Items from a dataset
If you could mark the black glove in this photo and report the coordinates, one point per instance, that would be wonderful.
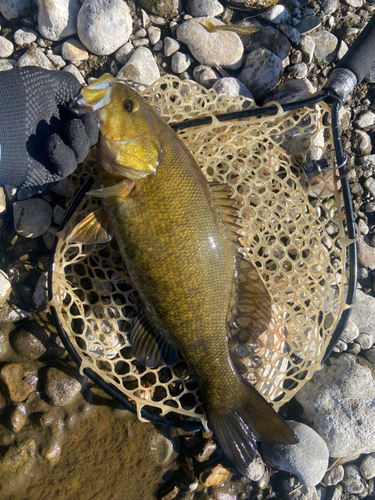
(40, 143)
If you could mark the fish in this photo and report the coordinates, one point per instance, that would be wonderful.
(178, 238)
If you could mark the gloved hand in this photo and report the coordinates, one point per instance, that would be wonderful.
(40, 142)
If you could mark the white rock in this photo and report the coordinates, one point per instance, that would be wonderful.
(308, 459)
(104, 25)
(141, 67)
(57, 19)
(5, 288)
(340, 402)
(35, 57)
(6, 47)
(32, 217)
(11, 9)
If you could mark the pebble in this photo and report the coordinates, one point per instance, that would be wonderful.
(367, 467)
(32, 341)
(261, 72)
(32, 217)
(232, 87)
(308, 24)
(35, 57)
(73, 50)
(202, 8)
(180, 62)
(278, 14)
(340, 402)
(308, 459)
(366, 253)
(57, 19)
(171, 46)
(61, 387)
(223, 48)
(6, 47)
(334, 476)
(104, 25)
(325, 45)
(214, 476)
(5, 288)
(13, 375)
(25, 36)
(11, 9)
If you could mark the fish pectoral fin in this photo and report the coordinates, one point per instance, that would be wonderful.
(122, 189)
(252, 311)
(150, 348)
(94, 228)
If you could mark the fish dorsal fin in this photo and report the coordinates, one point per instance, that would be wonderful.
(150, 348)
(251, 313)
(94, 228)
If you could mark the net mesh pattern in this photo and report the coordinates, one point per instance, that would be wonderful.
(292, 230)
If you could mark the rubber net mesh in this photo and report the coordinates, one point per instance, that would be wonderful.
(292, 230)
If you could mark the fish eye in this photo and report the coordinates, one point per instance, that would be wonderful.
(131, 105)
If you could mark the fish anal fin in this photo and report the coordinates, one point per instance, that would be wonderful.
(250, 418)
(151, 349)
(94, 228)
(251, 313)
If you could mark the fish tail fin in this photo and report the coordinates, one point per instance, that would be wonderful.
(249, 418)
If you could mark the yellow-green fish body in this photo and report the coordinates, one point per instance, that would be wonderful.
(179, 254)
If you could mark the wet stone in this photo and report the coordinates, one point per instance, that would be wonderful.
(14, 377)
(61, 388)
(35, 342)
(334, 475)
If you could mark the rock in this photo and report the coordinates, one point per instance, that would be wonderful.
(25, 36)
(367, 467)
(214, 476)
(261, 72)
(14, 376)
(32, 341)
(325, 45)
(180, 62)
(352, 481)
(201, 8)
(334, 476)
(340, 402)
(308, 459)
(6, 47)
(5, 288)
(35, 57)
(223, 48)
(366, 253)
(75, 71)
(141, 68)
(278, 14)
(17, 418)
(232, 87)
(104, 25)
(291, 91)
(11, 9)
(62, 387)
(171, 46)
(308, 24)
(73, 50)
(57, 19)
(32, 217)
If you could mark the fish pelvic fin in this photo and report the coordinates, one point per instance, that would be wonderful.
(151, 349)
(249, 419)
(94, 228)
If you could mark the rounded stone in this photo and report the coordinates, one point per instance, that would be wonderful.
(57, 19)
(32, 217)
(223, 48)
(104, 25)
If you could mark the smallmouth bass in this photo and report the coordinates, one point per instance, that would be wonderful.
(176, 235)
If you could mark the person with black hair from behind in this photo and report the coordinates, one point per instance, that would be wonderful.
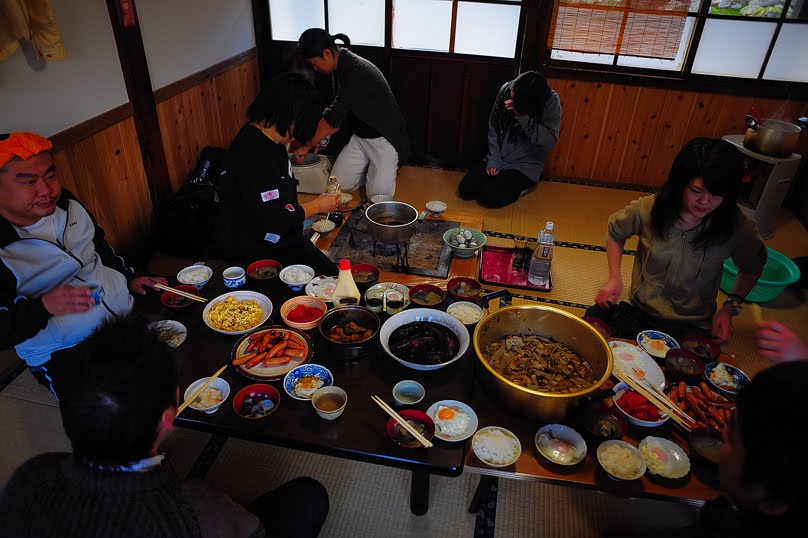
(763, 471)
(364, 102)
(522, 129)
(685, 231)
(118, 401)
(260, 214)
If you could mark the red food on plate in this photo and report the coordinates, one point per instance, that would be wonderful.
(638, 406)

◆ Exercise details: What's needed is a word-for-word copy of the lines from the one holding "If you could mark the red" through the final line of the data.

◆ Task answer:
If you could mark the red food on plate in this photo and report the coordinates, one point per instance, that would be wonderful.
(638, 406)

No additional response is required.